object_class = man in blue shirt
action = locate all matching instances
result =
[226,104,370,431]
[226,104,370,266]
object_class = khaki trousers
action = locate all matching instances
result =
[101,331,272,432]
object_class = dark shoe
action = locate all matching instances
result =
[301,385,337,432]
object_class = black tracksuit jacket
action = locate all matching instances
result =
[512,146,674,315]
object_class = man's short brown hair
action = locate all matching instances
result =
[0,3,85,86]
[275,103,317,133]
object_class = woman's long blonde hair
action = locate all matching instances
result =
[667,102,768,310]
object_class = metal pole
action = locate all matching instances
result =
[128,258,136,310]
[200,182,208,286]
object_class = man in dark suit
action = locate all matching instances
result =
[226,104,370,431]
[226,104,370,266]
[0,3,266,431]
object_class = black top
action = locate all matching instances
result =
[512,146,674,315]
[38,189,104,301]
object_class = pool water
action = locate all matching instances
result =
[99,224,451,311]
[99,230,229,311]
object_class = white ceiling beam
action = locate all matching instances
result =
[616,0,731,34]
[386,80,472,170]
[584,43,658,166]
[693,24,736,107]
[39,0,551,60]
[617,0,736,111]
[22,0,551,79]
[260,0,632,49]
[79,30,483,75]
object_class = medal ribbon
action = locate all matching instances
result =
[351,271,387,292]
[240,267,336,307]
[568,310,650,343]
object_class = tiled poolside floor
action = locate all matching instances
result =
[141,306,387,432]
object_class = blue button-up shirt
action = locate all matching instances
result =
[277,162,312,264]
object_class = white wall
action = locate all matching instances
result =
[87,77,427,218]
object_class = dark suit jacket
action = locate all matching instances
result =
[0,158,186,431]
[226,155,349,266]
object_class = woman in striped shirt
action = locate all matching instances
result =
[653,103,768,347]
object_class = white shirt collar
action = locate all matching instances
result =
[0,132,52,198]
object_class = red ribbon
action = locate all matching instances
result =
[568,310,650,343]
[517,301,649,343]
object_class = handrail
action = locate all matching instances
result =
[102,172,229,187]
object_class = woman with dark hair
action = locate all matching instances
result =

___

■ PROBLEM
Rewrite the records above, putting "find every match" wherever "locate all matching instances" appears and leaving everything else unchanged.

■ RESULT OF THIS TASK
object_class = man in blue shirt
action = find every match
result =
[226,104,370,431]
[226,104,370,266]
object_class = khaki trousers
action = find every match
result =
[101,331,272,432]
object_class = dark shoe
action = find every match
result =
[301,385,337,432]
object_class = black tracksuit jacket
action = find every match
result =
[512,146,674,315]
object_class = man's short brown hair
action = find every match
result =
[0,3,85,86]
[275,103,317,133]
object_class = woman's long blonde hair
action = find every match
result =
[667,102,768,310]
object_class = metal pole
action = find every match
result =
[128,258,136,310]
[200,182,208,286]
object_class = man in dark suit
action = find every match
result =
[226,104,370,431]
[226,104,370,266]
[0,3,266,431]
object_class = black top
action = find every match
result =
[512,146,674,315]
[38,189,104,301]
object_class = pool water
action = find every match
result =
[99,224,451,311]
[99,230,229,311]
object_class = white ceiling beam
action = find every match
result =
[616,0,731,34]
[386,80,472,170]
[584,43,658,166]
[693,24,736,107]
[39,0,551,60]
[617,0,736,111]
[22,0,551,79]
[260,0,632,49]
[79,30,483,75]
object_class = medal ribbon
action = find every match
result =
[351,271,387,292]
[240,267,336,307]
[568,310,650,343]
object_class = tiled poolside floor
action = find every match
result =
[141,306,387,432]
object_class = blue button-up shirt
action = find every match
result =
[277,162,312,264]
object_class = white wall
action = find every match
result =
[87,77,427,218]
object_class = dark suit jacket
action = find every match
result =
[0,158,186,431]
[226,155,349,266]
object_class = woman in striped shirt
action = find every match
result =
[653,103,768,347]
object_class = white shirt collar
action = find every match
result =
[0,132,52,198]
object_class = red ribbon
action = find every match
result =
[568,310,650,343]
[517,301,649,343]
object_class = handrail
action = find every match
result =
[102,172,229,187]
object_class = woman with dark hair
action = find every match
result =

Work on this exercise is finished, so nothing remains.